◆ The problem
From the line that contains "The client would like the tree bark" to the end of the records below, copy every line exactly. Both the first and last of these lines count.

....................

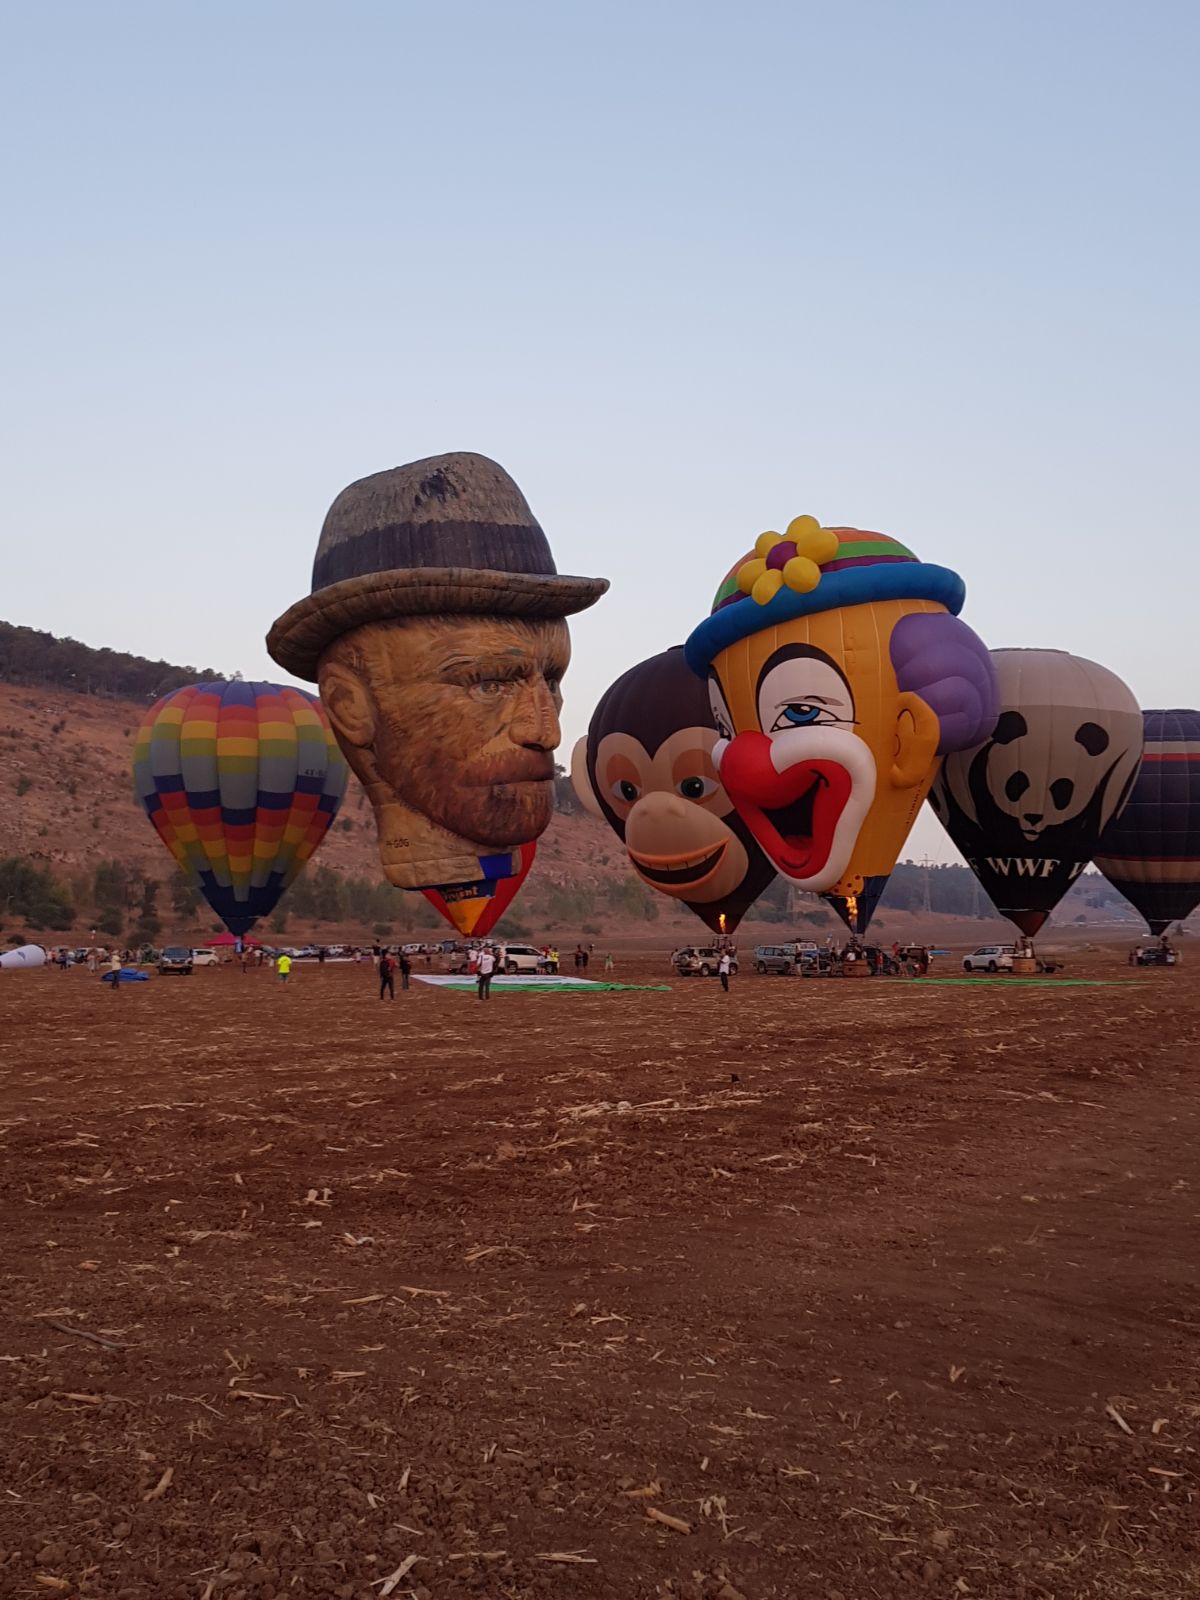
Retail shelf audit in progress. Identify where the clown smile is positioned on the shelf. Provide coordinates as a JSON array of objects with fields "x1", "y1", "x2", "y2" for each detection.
[
  {"x1": 731, "y1": 755, "x2": 853, "y2": 879},
  {"x1": 762, "y1": 769, "x2": 822, "y2": 844},
  {"x1": 714, "y1": 726, "x2": 876, "y2": 890},
  {"x1": 628, "y1": 841, "x2": 727, "y2": 888}
]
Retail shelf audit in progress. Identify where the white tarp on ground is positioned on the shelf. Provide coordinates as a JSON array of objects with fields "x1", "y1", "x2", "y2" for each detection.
[
  {"x1": 0, "y1": 944, "x2": 47, "y2": 970},
  {"x1": 414, "y1": 973, "x2": 601, "y2": 990}
]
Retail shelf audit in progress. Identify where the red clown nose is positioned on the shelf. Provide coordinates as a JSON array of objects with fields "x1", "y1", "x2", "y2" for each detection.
[
  {"x1": 719, "y1": 731, "x2": 853, "y2": 881},
  {"x1": 720, "y1": 731, "x2": 798, "y2": 806}
]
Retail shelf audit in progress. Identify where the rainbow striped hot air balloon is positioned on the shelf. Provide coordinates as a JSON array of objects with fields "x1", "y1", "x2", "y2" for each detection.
[{"x1": 133, "y1": 681, "x2": 348, "y2": 936}]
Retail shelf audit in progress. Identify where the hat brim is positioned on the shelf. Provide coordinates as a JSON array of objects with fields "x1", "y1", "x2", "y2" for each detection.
[
  {"x1": 683, "y1": 563, "x2": 966, "y2": 677},
  {"x1": 267, "y1": 566, "x2": 610, "y2": 681}
]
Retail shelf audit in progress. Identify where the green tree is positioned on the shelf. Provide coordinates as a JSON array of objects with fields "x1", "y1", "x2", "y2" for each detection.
[
  {"x1": 0, "y1": 858, "x2": 75, "y2": 930},
  {"x1": 170, "y1": 869, "x2": 199, "y2": 919},
  {"x1": 310, "y1": 865, "x2": 346, "y2": 922},
  {"x1": 93, "y1": 860, "x2": 129, "y2": 922},
  {"x1": 133, "y1": 878, "x2": 162, "y2": 942}
]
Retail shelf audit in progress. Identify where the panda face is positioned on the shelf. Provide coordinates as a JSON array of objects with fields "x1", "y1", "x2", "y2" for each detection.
[{"x1": 982, "y1": 708, "x2": 1118, "y2": 841}]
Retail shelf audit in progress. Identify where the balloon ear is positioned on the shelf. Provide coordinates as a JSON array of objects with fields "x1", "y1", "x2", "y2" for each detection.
[
  {"x1": 570, "y1": 736, "x2": 604, "y2": 819},
  {"x1": 318, "y1": 658, "x2": 376, "y2": 749},
  {"x1": 891, "y1": 692, "x2": 941, "y2": 789}
]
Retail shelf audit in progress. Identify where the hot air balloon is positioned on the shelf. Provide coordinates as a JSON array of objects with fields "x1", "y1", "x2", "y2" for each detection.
[
  {"x1": 684, "y1": 518, "x2": 998, "y2": 934},
  {"x1": 1094, "y1": 709, "x2": 1200, "y2": 937},
  {"x1": 929, "y1": 649, "x2": 1142, "y2": 936},
  {"x1": 265, "y1": 452, "x2": 608, "y2": 936},
  {"x1": 133, "y1": 681, "x2": 349, "y2": 937},
  {"x1": 571, "y1": 647, "x2": 776, "y2": 934}
]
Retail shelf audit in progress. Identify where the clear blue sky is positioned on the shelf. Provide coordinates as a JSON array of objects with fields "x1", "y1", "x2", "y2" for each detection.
[{"x1": 3, "y1": 1, "x2": 1196, "y2": 860}]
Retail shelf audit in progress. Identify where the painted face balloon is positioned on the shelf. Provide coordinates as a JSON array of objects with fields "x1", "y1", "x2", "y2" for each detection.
[
  {"x1": 133, "y1": 681, "x2": 348, "y2": 937},
  {"x1": 1094, "y1": 710, "x2": 1200, "y2": 937},
  {"x1": 571, "y1": 646, "x2": 775, "y2": 934},
  {"x1": 267, "y1": 452, "x2": 608, "y2": 936},
  {"x1": 930, "y1": 649, "x2": 1143, "y2": 936},
  {"x1": 685, "y1": 519, "x2": 998, "y2": 932}
]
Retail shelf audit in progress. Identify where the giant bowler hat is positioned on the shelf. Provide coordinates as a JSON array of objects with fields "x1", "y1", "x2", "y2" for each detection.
[{"x1": 267, "y1": 451, "x2": 609, "y2": 680}]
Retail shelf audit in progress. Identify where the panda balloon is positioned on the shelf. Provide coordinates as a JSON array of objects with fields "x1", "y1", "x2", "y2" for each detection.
[{"x1": 930, "y1": 648, "x2": 1142, "y2": 935}]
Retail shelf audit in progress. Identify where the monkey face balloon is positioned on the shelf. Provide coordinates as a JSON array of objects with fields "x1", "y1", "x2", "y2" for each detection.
[{"x1": 572, "y1": 647, "x2": 775, "y2": 933}]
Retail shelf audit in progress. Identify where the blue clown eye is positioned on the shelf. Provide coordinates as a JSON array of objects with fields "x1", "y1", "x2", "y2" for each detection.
[{"x1": 781, "y1": 702, "x2": 822, "y2": 725}]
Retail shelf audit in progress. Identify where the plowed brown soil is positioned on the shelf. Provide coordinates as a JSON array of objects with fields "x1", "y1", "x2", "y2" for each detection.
[{"x1": 1, "y1": 955, "x2": 1197, "y2": 1600}]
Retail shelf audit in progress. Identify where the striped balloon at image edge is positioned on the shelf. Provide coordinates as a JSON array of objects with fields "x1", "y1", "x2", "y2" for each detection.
[
  {"x1": 1094, "y1": 709, "x2": 1200, "y2": 937},
  {"x1": 133, "y1": 680, "x2": 348, "y2": 936}
]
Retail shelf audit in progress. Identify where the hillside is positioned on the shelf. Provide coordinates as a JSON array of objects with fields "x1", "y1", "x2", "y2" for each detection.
[{"x1": 0, "y1": 624, "x2": 1160, "y2": 947}]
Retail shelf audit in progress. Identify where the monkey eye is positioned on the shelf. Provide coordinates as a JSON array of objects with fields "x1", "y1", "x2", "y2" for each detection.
[
  {"x1": 679, "y1": 775, "x2": 717, "y2": 800},
  {"x1": 611, "y1": 778, "x2": 640, "y2": 803}
]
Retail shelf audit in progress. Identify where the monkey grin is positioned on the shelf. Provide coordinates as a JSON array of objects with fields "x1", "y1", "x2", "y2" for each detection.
[{"x1": 628, "y1": 841, "x2": 728, "y2": 887}]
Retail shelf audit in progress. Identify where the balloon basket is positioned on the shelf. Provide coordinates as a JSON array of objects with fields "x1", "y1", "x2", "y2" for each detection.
[
  {"x1": 1011, "y1": 955, "x2": 1038, "y2": 975},
  {"x1": 841, "y1": 960, "x2": 871, "y2": 979}
]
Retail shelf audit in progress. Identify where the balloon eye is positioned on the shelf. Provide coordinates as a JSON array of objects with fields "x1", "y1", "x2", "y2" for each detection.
[
  {"x1": 612, "y1": 779, "x2": 640, "y2": 803},
  {"x1": 679, "y1": 775, "x2": 714, "y2": 800},
  {"x1": 770, "y1": 701, "x2": 829, "y2": 731}
]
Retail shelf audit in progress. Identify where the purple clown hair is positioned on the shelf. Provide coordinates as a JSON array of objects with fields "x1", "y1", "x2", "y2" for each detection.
[{"x1": 890, "y1": 612, "x2": 999, "y2": 755}]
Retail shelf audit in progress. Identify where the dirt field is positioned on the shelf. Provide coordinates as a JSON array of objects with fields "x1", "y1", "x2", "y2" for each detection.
[{"x1": 1, "y1": 954, "x2": 1197, "y2": 1599}]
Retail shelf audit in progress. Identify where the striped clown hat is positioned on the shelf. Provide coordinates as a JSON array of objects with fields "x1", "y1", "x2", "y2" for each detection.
[{"x1": 684, "y1": 516, "x2": 967, "y2": 675}]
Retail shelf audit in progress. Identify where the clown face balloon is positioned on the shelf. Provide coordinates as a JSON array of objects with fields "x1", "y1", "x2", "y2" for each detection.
[
  {"x1": 685, "y1": 519, "x2": 998, "y2": 932},
  {"x1": 931, "y1": 648, "x2": 1142, "y2": 936},
  {"x1": 571, "y1": 646, "x2": 775, "y2": 934}
]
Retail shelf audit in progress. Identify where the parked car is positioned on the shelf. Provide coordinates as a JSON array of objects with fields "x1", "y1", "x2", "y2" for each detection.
[
  {"x1": 962, "y1": 944, "x2": 1015, "y2": 973},
  {"x1": 495, "y1": 943, "x2": 549, "y2": 975},
  {"x1": 672, "y1": 946, "x2": 739, "y2": 977},
  {"x1": 1132, "y1": 942, "x2": 1177, "y2": 967},
  {"x1": 191, "y1": 948, "x2": 219, "y2": 967},
  {"x1": 158, "y1": 945, "x2": 194, "y2": 975},
  {"x1": 753, "y1": 943, "x2": 818, "y2": 975},
  {"x1": 449, "y1": 943, "x2": 545, "y2": 975}
]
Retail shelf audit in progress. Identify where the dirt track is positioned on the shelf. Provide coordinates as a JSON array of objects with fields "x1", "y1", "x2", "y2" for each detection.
[{"x1": 1, "y1": 956, "x2": 1197, "y2": 1599}]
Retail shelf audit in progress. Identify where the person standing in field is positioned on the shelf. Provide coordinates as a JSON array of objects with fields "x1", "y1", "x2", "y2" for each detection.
[
  {"x1": 277, "y1": 953, "x2": 293, "y2": 984},
  {"x1": 604, "y1": 952, "x2": 614, "y2": 973},
  {"x1": 108, "y1": 949, "x2": 122, "y2": 990},
  {"x1": 718, "y1": 949, "x2": 732, "y2": 993},
  {"x1": 476, "y1": 944, "x2": 496, "y2": 1001},
  {"x1": 379, "y1": 950, "x2": 396, "y2": 1001},
  {"x1": 398, "y1": 950, "x2": 412, "y2": 991}
]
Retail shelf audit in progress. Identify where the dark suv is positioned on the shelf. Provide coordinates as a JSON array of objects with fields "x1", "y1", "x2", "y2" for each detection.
[{"x1": 158, "y1": 946, "x2": 194, "y2": 975}]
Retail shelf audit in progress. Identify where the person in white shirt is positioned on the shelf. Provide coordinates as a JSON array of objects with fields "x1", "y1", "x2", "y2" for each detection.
[
  {"x1": 718, "y1": 950, "x2": 732, "y2": 992},
  {"x1": 477, "y1": 945, "x2": 496, "y2": 1001}
]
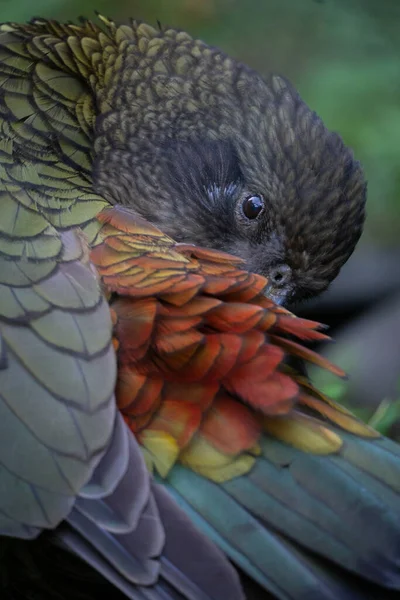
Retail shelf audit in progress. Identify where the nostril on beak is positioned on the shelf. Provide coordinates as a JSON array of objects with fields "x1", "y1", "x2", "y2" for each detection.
[{"x1": 269, "y1": 264, "x2": 292, "y2": 288}]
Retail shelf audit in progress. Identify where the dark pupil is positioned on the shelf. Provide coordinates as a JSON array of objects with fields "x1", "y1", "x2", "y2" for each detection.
[{"x1": 243, "y1": 195, "x2": 263, "y2": 219}]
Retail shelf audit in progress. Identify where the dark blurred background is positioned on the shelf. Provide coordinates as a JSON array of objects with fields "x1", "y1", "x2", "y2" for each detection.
[{"x1": 4, "y1": 0, "x2": 400, "y2": 432}]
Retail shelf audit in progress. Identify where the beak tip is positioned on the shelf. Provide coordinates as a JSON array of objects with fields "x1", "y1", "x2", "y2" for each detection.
[{"x1": 264, "y1": 286, "x2": 287, "y2": 306}]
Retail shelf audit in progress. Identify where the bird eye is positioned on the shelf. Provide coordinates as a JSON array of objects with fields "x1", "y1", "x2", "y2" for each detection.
[{"x1": 242, "y1": 195, "x2": 264, "y2": 220}]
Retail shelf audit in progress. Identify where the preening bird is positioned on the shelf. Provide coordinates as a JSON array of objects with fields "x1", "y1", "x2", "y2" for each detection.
[
  {"x1": 0, "y1": 15, "x2": 399, "y2": 600},
  {"x1": 0, "y1": 15, "x2": 367, "y2": 305}
]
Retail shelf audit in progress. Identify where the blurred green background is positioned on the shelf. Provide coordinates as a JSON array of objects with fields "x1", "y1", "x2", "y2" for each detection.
[{"x1": 3, "y1": 0, "x2": 400, "y2": 432}]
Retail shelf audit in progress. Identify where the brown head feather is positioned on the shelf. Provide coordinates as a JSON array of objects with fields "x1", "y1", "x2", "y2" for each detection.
[{"x1": 88, "y1": 23, "x2": 366, "y2": 304}]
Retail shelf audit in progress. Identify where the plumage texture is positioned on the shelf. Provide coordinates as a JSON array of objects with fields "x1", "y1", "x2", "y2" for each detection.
[
  {"x1": 93, "y1": 205, "x2": 373, "y2": 484},
  {"x1": 0, "y1": 14, "x2": 398, "y2": 600},
  {"x1": 0, "y1": 16, "x2": 366, "y2": 305}
]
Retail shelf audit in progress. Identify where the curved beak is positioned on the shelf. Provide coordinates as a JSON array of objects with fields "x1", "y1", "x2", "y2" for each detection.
[{"x1": 264, "y1": 283, "x2": 289, "y2": 306}]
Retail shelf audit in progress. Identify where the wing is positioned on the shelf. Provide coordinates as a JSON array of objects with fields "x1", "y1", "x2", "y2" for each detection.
[
  {"x1": 0, "y1": 18, "x2": 114, "y2": 539},
  {"x1": 95, "y1": 205, "x2": 400, "y2": 600},
  {"x1": 0, "y1": 20, "x2": 244, "y2": 600},
  {"x1": 0, "y1": 223, "x2": 116, "y2": 538}
]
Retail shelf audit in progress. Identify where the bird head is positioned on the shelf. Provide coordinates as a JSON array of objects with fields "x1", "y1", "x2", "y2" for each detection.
[{"x1": 94, "y1": 34, "x2": 366, "y2": 306}]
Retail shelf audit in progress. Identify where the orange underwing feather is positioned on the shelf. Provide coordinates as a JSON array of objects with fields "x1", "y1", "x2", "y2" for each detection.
[
  {"x1": 274, "y1": 314, "x2": 331, "y2": 341},
  {"x1": 199, "y1": 394, "x2": 262, "y2": 454},
  {"x1": 112, "y1": 297, "x2": 157, "y2": 363},
  {"x1": 91, "y1": 206, "x2": 378, "y2": 480},
  {"x1": 140, "y1": 399, "x2": 204, "y2": 449},
  {"x1": 116, "y1": 369, "x2": 163, "y2": 414},
  {"x1": 269, "y1": 334, "x2": 347, "y2": 378}
]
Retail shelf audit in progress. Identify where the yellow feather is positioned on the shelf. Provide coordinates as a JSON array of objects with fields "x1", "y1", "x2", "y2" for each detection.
[{"x1": 264, "y1": 413, "x2": 343, "y2": 454}]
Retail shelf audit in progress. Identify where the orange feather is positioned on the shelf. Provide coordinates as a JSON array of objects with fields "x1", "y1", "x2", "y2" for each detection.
[{"x1": 91, "y1": 205, "x2": 363, "y2": 477}]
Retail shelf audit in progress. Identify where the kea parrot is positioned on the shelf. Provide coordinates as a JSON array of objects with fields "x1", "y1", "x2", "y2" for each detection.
[{"x1": 0, "y1": 15, "x2": 399, "y2": 600}]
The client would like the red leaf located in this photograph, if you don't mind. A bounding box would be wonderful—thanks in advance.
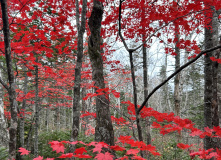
[33,156,43,160]
[110,145,126,151]
[48,141,65,153]
[27,71,32,77]
[93,143,103,153]
[58,153,73,158]
[151,122,161,128]
[18,147,30,155]
[126,149,139,155]
[74,154,92,158]
[177,143,192,149]
[95,152,114,160]
[74,147,87,154]
[112,90,120,98]
[46,52,53,58]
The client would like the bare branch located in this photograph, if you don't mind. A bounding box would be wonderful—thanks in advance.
[137,45,221,114]
[0,77,9,91]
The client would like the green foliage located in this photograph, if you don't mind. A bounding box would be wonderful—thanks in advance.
[38,130,71,158]
[0,147,8,160]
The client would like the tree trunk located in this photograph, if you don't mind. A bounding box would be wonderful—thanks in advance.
[0,64,8,149]
[0,1,18,159]
[174,24,181,117]
[20,66,28,148]
[142,43,151,158]
[129,51,144,157]
[88,0,114,146]
[81,86,87,134]
[70,0,87,156]
[204,6,219,150]
[34,56,39,157]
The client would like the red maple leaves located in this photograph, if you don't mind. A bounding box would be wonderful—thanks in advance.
[18,147,30,155]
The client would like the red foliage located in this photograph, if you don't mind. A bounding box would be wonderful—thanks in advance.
[18,147,30,155]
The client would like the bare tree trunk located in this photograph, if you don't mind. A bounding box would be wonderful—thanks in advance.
[211,10,219,127]
[143,43,151,159]
[0,1,18,159]
[34,56,39,157]
[20,66,28,147]
[174,25,181,117]
[81,86,87,134]
[88,0,114,146]
[129,51,144,157]
[0,64,9,149]
[204,6,219,150]
[70,0,87,156]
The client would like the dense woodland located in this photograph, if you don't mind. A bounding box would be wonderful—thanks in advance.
[0,0,221,159]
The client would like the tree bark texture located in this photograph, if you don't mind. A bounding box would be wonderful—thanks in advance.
[129,51,144,157]
[174,27,181,117]
[19,66,28,148]
[0,0,18,159]
[71,0,87,142]
[204,7,219,150]
[0,67,9,148]
[88,0,114,146]
[34,56,39,157]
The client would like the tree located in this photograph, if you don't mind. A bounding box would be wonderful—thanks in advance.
[71,0,87,152]
[0,0,18,159]
[204,5,220,150]
[88,0,114,146]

....................

◆ Answer for this exercise
The client would like the tree bark texture located in this photograph, if you don't mind. A bounding box would be wonderful—thanks in advance.
[129,51,144,157]
[174,27,181,117]
[19,66,28,148]
[0,0,18,159]
[71,0,87,142]
[204,7,219,150]
[0,67,9,148]
[88,0,114,146]
[34,56,39,157]
The client would like the tree located in this photograph, if you don't mind. A bounding box would be wonderful—thanks in advance.
[71,0,87,152]
[0,0,18,159]
[204,5,220,150]
[88,0,114,146]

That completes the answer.